■ **Краткая задача 1**
Приведите каждую строку записей, в которой встречается слово «sand».

■ **Фрагмент документа**
Заря над Литвой - 9
- Опубликовано: 15.09.2010, 18:41
- Просмотров: 94156
Содержание материала
На следующее утро мы умылись, перекусили, разделив по-братски у кого что нашлось, в том числе и снедь, принесенную тетей Зузаной. Она пришла проводить нас к принесла еще мешочек с припасами. Это было мое последнее свидание с милой тетушкой — больше мы не встретились, а в годы немецкой оккупации она умерла.
Снова гонят нас через город, снова мы на вокзале. Поезд мчит по рельсам в Кретингу. Здесь нас выводят и пересаживают в грузовик. Полтора десятка километров по трудной осенней дороге — и вот перед нами обнесенный колючей проволокой забор. Это Димитрава. Машина едет по аллеям среди высоких деревьев. Проезжая площадь, видим поодаль чем-то занятого человека. Он торжественно снимает черную лохматую папаху и низко кланяется—приветствует вновь прибывших товарищей по заключению. Впоследствии я узнал, что это был активный подпольщик-коммунист Абромавичюс. Из-за папахи и церемонного приветствия я мысленно назвал его «Кавказским пленником».
Начинается новый период нашей жизни: мы уже не граждане, а «отданные» — так нас здесь официально называют, и так мы сами должны называть себя, разговаривая с любым надзирателем-полицейским, каждый из которых — начальник «отданных».
Лагерная жизнь началась с переодевания. Нас повели в чердачное помещение огромного барака. Там пришлось надеть брюки и куртки коричневого цвета, обуть ботинки на деревянной подошве. Сдав свою одежду, мы направились на новое место жительства. Это был второй этаж барака с длинными рядами двухэтажных нар. Мне указали нары в середине помещения, а на верхних расположился молодой парень из ионовцев.
— Привет новому пополнению каменотесов!—приветствовали нас лагерные старожилы, проводившие уборку барака.
Но едва успели мы осмотреться, как нас уже направили на работу: дробление и обработка камня. В этой части Жемайтии на полях было особенно много валунов. Их свозили в лагерь, а заключенные дробили их в щебень или отесывали, делая облицовочные и могильные плиты.
Приближаясь к месту работы, мы уже издали услышали многообразный стук молотков, а вскоре увидели длинные ряды сидевших на камнях заключенных, стучавших молотками по камню.

■ **Краткая задача 2**
Как, согласно фрагменту, официально называли заключенных в лагере Димитрава?

■ **Исходные данные**
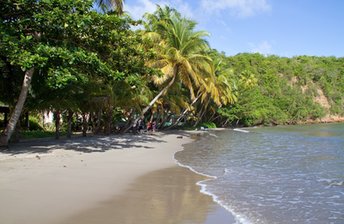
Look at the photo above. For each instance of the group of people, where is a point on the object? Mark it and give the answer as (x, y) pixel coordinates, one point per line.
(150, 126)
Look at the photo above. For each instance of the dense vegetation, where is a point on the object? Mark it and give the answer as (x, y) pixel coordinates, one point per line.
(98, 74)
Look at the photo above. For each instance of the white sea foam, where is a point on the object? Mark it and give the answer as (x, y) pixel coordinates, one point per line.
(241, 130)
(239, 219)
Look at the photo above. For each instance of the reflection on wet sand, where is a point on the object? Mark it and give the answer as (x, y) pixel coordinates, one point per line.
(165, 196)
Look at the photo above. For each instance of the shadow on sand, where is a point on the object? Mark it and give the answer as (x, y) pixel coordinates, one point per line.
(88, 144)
...
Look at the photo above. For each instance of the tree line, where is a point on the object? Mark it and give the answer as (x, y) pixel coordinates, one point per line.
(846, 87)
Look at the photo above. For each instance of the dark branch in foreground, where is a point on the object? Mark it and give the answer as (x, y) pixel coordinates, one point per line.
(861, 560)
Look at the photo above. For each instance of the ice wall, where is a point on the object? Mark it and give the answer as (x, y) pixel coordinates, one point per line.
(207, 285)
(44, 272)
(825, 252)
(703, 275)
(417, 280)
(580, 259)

■ **Ожидаемый ответ 1**
Look at the photo above. For each instance of the reflection on wet sand, where is a point on the object? Mark it and give the answer as (x, y) pixel coordinates, one point per line.
Look at the photo above. For each instance of the shadow on sand, where is a point on the object? Mark it and give the answer as (x, y) pixel coordinates, one point per line.

■ **Ожидаемый ответ 2**
«Отданные».